_THE TASK_:
The data below is to be copied exactly, line by line.

Extracted data entries
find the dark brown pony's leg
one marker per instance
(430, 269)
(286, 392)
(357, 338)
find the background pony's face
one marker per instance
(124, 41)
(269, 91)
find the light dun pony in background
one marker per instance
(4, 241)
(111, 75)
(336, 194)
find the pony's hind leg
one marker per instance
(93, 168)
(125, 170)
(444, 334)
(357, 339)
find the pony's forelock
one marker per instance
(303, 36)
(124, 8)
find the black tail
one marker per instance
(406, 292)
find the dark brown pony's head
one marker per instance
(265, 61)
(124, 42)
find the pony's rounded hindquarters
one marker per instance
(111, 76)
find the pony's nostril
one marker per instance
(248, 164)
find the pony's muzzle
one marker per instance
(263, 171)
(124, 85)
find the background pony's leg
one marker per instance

_REPLY TO THE EXERCISE_:
find the dark brown pony's leg
one marker per instance
(430, 269)
(286, 392)
(357, 338)
find the background pony's face
one marker per instance
(124, 41)
(269, 91)
find the light dun pony in background
one marker per instance
(4, 241)
(111, 75)
(336, 194)
find the pony's hind leg
one marker per instance
(93, 168)
(125, 170)
(444, 334)
(357, 339)
find the pony's forelock
one marker per instance
(303, 36)
(124, 8)
find the black tail
one marker per instance
(406, 292)
find the dark brown pony's head
one marker per instance
(265, 61)
(124, 42)
find the pony's rounded hindquarters
one marker per instance
(111, 76)
find the pony's nostril
one marker per instance
(248, 164)
find the pony's muzzle
one marker per instance
(263, 171)
(124, 85)
find the background pony's leg
one marker per instance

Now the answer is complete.